Without the pictures, return each record as it appears.

[Point labeling examples]
** begin **

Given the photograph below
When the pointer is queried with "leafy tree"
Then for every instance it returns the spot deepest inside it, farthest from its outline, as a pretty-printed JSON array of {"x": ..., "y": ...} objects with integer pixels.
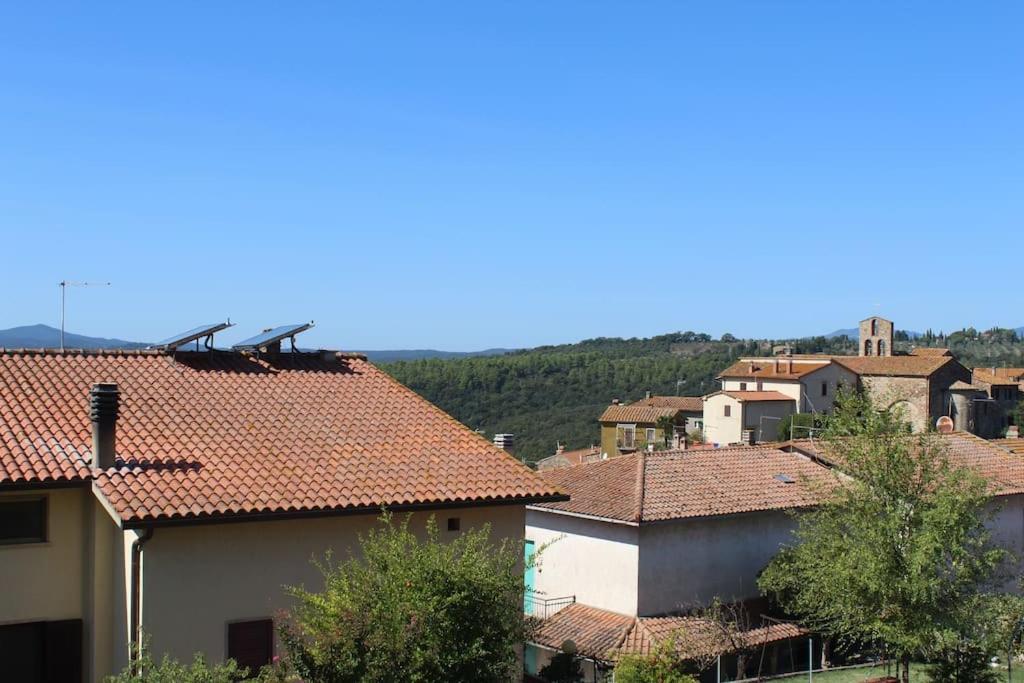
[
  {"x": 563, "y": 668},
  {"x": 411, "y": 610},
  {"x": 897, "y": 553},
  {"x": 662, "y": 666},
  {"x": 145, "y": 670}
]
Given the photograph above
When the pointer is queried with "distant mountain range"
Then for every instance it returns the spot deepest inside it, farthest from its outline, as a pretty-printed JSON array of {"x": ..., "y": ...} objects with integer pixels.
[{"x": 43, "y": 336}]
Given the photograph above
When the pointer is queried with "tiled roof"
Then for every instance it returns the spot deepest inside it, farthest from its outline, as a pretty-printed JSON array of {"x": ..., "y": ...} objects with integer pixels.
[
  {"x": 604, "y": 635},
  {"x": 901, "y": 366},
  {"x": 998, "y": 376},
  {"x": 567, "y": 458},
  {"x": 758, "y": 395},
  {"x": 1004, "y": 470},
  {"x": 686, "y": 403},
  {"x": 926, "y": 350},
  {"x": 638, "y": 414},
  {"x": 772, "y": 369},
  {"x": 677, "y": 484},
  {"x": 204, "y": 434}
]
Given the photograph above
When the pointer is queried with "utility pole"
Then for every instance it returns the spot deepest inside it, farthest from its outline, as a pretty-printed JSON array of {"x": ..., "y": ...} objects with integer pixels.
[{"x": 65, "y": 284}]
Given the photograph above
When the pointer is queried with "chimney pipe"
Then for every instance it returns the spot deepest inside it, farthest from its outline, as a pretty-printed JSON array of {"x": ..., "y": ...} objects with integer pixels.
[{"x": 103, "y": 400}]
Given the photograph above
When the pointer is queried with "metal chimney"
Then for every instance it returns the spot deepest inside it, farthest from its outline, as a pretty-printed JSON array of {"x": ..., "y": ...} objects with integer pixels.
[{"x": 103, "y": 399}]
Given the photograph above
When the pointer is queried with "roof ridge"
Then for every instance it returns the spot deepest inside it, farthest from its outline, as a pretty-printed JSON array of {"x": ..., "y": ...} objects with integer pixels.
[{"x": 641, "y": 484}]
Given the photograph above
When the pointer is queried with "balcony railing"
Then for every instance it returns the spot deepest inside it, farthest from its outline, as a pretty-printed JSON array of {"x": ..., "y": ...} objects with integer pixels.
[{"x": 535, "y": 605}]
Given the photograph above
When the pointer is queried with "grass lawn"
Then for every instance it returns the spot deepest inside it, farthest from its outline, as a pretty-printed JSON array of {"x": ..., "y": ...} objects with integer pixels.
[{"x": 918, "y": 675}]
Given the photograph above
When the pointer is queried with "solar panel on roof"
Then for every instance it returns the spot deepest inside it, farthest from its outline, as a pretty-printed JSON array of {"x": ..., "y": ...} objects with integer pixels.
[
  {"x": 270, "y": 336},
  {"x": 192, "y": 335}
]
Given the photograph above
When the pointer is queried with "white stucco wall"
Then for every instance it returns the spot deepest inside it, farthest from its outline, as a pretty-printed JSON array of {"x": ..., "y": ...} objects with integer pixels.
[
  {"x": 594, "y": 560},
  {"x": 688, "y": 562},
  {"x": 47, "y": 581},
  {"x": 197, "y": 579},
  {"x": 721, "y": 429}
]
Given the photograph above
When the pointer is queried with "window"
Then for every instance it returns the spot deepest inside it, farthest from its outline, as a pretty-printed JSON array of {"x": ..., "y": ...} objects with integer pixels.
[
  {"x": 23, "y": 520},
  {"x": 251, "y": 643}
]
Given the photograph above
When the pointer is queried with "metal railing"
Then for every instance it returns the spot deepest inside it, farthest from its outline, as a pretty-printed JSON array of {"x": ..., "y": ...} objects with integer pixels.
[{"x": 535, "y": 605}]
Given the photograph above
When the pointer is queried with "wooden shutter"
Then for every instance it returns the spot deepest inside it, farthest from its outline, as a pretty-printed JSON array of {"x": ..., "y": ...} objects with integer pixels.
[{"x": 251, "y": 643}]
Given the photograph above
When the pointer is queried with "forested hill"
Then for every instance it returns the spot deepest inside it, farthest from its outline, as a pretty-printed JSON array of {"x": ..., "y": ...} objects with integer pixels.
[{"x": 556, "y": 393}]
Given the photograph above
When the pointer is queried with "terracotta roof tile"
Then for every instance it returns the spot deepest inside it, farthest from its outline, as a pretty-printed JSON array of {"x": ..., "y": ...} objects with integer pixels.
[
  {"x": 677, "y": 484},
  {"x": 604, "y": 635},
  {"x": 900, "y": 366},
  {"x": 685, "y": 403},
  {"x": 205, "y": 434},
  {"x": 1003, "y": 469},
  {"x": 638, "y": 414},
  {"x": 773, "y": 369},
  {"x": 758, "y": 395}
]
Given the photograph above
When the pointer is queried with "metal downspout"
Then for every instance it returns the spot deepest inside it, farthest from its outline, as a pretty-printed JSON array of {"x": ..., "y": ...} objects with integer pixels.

** end **

- **EXPECTED ANSWER**
Given the photograph below
When the pointer is queried with "leafy tree"
Then for every instance it returns the spot deepest inside it, farthest from its outline, as a pretty-printed JSON array of {"x": ..., "y": ...} objects with integer pixels.
[
  {"x": 563, "y": 668},
  {"x": 411, "y": 610},
  {"x": 897, "y": 553},
  {"x": 662, "y": 666},
  {"x": 145, "y": 670}
]
Given the photograph above
When the pointer is queried with "distant mountain range"
Then for every instance it returns the spot deepest inside it, farthest from its outline, as a pretty-printed JSON array of {"x": ..., "y": ...} objects with integer pixels.
[{"x": 43, "y": 336}]
Given the photograph above
When the pointer is queried with "tiled roof"
Then for every instance it returns the spot deepest inside it, farthest from its outline, as a pretty-printed JSON array of {"x": ..., "y": ...} objects with integer pixels.
[
  {"x": 604, "y": 635},
  {"x": 901, "y": 366},
  {"x": 998, "y": 376},
  {"x": 567, "y": 458},
  {"x": 758, "y": 395},
  {"x": 1004, "y": 470},
  {"x": 686, "y": 403},
  {"x": 926, "y": 350},
  {"x": 638, "y": 414},
  {"x": 772, "y": 369},
  {"x": 677, "y": 484},
  {"x": 204, "y": 434}
]
Given the photograph above
When the pointer is queried with "utility pole"
Then for every instance it returns the spot deepest inside it, farthest from its outline, as a pretty-printed JSON array of {"x": ..., "y": ...} objects with integer pixels.
[{"x": 65, "y": 284}]
Given the photograph above
When the pointer is queried with "chimney pipe"
Then for every instance it returns the spot deepest inside it, farthest from its outline, as a pretty-printed JSON array of {"x": ..., "y": ...} objects with integer pixels.
[{"x": 103, "y": 400}]
Given the photograph above
When the pointer is queried with "metal chimney"
Then for every instance it returns the spot deepest inside it, farthest from its outline, as a pretty-printed JSON array of {"x": ..., "y": ...} objects with integer pixels.
[{"x": 103, "y": 399}]
Given the photograph above
When the pointer is queried with "roof ridge"
Then for every instance it returns the spot deepest inside it, farthest from its outline, as a pretty-printed JSON array of {"x": ..., "y": ...} objects with integer pixels.
[{"x": 641, "y": 484}]
Given the photograph above
When the pointer is queried with "balcony railing"
Then for every instance it returns the spot deepest inside it, farthest from its outline, as a pretty-printed JSON array of {"x": ..., "y": ...} objects with integer pixels.
[{"x": 535, "y": 605}]
Given the photograph above
When the pointer is queried with "grass lawn"
Then for every instance it returns the spot deepest inside it, farthest from its outline, as a pretty-printed JSON array of {"x": ..., "y": ...} objects with integer pixels.
[{"x": 918, "y": 675}]
Given the photograph above
When the pointer is queried with "solar panel on roof"
Then for every instance it returns the spot deepest inside it, farthest from its outline, as a pretty-printed JSON array of {"x": ..., "y": ...} objects with integer pixels.
[
  {"x": 270, "y": 336},
  {"x": 192, "y": 335}
]
Given the photograph above
When the pointer is queried with "white stucco wall"
Then for every instance it returns the spot deepest inside it, farthest from its outline, as a pretty-printed JSON array of {"x": ..., "y": ...} objects with integer pixels.
[
  {"x": 594, "y": 560},
  {"x": 688, "y": 562},
  {"x": 47, "y": 581},
  {"x": 197, "y": 579},
  {"x": 721, "y": 429}
]
Given the photograph above
When the pointer is queried with "window"
Then for every instance it returns the spot deepest inside it, farthest from its outline, as a pretty-printed JSON array of {"x": ..., "y": ...} objects with integer pixels.
[
  {"x": 23, "y": 520},
  {"x": 251, "y": 643}
]
Given the photograph above
When the pointer is queried with "metal railing"
Then for every instance it returns the spot deepest inside it, farthest from its outline, as a pretty-printed JSON array of {"x": ..., "y": ...} objects with integer pixels.
[{"x": 535, "y": 605}]
Given the photograph above
When the pointer is queried with "wooden shutter"
Then for every instance it returns the spot deepest inside it, farthest from its outline, as a pretty-printed JSON array of {"x": ..., "y": ...} objects with integer pixels.
[{"x": 251, "y": 643}]
Given the photograph above
When the pointer is queried with "forested hill"
Then for every instance it returns the spot deepest inside it, farthest from its outline, as a pretty-printed JSON array of {"x": ..., "y": ...} objects with integer pixels.
[{"x": 556, "y": 393}]
Given the photograph above
When the pointer is queried with "terracotta roof tile"
Then for every instance it returns the spot deepest inside it, farthest from its outline, as a pretty-printed JSON array of {"x": ..., "y": ...} objects with integer pixels.
[
  {"x": 677, "y": 484},
  {"x": 604, "y": 635},
  {"x": 900, "y": 366},
  {"x": 685, "y": 403},
  {"x": 205, "y": 434},
  {"x": 1003, "y": 469},
  {"x": 638, "y": 414},
  {"x": 773, "y": 369},
  {"x": 758, "y": 395}
]
Given the photograph above
When the pointer is queried with "metal downspout"
Then for every instance it returns the spot deepest inside it, farthest from its outline, as a pretty-printed JSON array of {"x": ..., "y": ...} objects with integer pixels.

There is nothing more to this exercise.